2. with respect to accounting principles and policies, financial reporting principles and policies and internal control over financial reporting,
    (i) to consider any reports or communications (and management’s and/or the internal audit department’s responses thereto) submitted to the Audit Committee by the independent auditors required by or referred to in SAS 61 (as codified by AU Section 380), as it may be modified or supplemented, including reports and communications related to:
    • deficiencies in internal control identified during the audit or other matters relating to internal control over financial reporting;
    • consideration of fraud in a financial statement audit;
    • detection of illegal acts;
    • the independent auditors’ responsibility under generally accepted auditing standards;
    • any restriction on audit scope;
    • significant accounting policies;
    • significant issues discussed with the national office respecting auditing or accounting issues presented by the engagement;
    • management judgments and accounting estimates;
    • any accounting adjustments arising from the audit that were noted or proposed by the auditors but were passed (as immaterial or otherwise);
    • the responsibility of the independent auditors for other information in documents containing audited financial statements;
    • disagreements with management;
    • consultation by management with other accountants;
    • major issues discussed with management prior to retention of the independent auditors;
    • difficulties encountered with management in performing the audit;
    • the independent auditors’ judgments about the quality of the entity’s accounting principles;
    • reviews of interim financial information conducted by the independent auditors; and
    • the responsibilities, budget and staffing of the Company’s internal audit function;

    (ii) to inquire of the Company’s chief executive officer and chief financial officer as to the existence of any significant deficiencies or material weaknesses in the design or operation of internal controls over financial reporting which are reasonably likely to adversely affect the Company’s ability to record, process, summarize and report financial data, and any fraud, whether or not material, that involves management or other employees who have a significant role in the Company’s internal controls over financial reporting;

    (iii) to establish procedures for the receipt, retention and treatment of complaints received by the Company regarding accounting, internal accounting controls or auditing matters, including without limitation investigation thereof, and for the confidential, anonymous submission by Company employees of concerns regarding questionable accounting or auditing matters; and

    (iv) to establish hiring policies for employees or former employees of the independent auditors;

    (v) to review and discuss any reports concerning material violations submitted to it by Company attorneys or outside counsel pursuant to the SEC attorney professional responsibility rules or otherwise;

3. with respect to reporting and recommendations,
    (i) to prepare any report or other disclosures, including any recommendation of the Audit Committee, required by the rules of the SEC to be included in the Company’s annual proxy statement report; and

    (ii) to review and reassess the adequacy of this Charter at least annually and recommend any changes to the full Board of Directors.

4. with respect to the internal auditing department (if then in existence), to review the appointment and replacement of the director of the internal auditing department.
━━━━━━━━
WHAT YOU NEED TO DO:
**a.** From the audit committee charter, write out the part that opens with the words containing "(ii) to review" and closes with "internal auditing department.".
**b.** Sum up the audit committee charter in two sentences.
━━━━━━━━
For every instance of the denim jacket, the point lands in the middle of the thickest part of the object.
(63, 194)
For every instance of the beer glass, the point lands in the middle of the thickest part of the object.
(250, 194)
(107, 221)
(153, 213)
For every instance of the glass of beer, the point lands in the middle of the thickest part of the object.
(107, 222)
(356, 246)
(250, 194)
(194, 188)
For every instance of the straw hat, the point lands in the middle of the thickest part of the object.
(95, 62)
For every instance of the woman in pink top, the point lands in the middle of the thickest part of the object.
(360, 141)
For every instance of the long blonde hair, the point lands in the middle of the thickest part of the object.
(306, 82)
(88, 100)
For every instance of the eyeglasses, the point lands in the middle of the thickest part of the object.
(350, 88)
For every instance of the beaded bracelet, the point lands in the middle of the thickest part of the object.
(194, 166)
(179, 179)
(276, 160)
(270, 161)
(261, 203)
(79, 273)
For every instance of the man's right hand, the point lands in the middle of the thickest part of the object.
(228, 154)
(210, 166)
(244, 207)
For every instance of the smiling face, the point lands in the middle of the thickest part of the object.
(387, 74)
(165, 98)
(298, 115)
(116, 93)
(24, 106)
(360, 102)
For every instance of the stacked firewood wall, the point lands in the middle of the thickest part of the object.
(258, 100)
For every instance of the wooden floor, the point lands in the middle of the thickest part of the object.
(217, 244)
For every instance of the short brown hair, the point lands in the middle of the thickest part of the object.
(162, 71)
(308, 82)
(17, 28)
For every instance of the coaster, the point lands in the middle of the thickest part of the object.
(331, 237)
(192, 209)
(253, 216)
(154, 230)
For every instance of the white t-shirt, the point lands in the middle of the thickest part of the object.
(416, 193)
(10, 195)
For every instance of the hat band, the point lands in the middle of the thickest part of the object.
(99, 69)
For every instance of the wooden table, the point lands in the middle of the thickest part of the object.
━━━━━━━━
SOLUTIONS BELOW:
**a.**
(ii) to review and reassess the adequacy of this Charter at least annually and recommend any changes to the full Board of Directors.

4. with respect to the internal auditing department (if then in existence), to review the appointment and replacement of the director of the internal auditing department.

**b.** On accounting, financial reporting and internal control, the Audit Committee is to consider reports from the independent auditors, ask the chief executive officer and chief financial officer about significant deficiencies, material weaknesses or fraud, set up procedures for handling accounting complaints and anonymous employee concerns, set hiring policies for current or former employees of the independent auditors, and review reports of material violations from Company attorneys or outside counsel. It is also to prepare any reports the SEC requires in the annual proxy statement, review the Charter at least once a year and recommend changes to the full Board, and review the appointment and replacement of the internal auditing department's director.